━━ Input for this task ━━

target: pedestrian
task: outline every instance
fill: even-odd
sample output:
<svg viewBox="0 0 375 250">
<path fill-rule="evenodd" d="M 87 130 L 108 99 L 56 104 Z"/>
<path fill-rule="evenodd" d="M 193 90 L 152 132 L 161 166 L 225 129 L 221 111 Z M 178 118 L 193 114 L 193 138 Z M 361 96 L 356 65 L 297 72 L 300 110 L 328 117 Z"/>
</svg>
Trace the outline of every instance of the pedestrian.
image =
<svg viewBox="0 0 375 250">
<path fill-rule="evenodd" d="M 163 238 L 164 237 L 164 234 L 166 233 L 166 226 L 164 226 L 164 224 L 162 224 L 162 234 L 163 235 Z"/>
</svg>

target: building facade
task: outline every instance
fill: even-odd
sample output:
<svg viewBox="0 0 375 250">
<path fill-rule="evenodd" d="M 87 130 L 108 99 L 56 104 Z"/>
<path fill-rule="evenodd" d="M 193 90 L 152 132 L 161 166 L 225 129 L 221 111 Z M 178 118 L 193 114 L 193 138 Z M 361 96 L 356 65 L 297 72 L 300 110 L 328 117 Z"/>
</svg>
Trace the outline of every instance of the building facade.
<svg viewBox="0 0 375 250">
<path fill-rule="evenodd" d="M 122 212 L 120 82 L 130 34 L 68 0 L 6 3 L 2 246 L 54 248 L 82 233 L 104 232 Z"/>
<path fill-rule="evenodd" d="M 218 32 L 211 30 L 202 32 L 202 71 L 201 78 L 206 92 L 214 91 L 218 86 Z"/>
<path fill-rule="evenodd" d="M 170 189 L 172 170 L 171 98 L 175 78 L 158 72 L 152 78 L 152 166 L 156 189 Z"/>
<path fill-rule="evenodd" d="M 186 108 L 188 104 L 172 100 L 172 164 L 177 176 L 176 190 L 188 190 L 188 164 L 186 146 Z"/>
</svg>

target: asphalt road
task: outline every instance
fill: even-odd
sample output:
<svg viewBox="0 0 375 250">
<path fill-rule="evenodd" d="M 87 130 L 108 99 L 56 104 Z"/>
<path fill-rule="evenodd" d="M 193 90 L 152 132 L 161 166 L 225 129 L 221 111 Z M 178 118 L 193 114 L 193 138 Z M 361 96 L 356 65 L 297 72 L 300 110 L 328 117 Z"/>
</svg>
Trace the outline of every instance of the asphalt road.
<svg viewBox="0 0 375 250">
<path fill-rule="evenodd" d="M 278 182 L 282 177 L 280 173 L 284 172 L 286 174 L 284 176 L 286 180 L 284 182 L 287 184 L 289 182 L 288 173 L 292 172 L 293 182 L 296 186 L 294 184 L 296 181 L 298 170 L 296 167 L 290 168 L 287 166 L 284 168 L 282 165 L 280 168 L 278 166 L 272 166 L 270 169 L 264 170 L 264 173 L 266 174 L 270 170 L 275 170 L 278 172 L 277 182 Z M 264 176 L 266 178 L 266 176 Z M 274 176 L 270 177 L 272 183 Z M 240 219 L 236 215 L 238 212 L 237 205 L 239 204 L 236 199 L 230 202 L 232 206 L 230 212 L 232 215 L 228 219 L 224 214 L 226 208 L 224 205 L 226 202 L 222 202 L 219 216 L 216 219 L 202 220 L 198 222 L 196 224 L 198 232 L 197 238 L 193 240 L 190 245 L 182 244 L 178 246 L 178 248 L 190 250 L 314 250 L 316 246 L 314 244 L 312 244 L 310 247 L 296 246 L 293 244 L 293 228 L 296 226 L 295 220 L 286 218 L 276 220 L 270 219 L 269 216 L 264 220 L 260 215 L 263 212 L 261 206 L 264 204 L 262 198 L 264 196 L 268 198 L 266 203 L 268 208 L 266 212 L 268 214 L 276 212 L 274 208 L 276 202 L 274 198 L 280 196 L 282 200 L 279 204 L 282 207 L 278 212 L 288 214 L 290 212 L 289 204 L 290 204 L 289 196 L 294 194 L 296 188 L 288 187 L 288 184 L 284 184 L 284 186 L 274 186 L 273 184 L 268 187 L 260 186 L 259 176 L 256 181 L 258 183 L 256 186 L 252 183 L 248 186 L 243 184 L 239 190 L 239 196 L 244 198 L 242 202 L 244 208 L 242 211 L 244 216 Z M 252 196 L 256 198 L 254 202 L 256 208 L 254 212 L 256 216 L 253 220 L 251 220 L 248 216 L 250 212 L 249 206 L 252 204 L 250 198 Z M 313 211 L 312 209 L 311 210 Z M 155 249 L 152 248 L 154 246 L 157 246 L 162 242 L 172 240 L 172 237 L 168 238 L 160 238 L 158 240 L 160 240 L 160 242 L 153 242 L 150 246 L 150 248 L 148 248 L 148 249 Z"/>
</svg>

━━━

### The exercise
Collect every line of the material above that contains the word "road", and copy each one out in full.

### Output of the task
target: asphalt road
Trace the outline of every instance of the asphalt road.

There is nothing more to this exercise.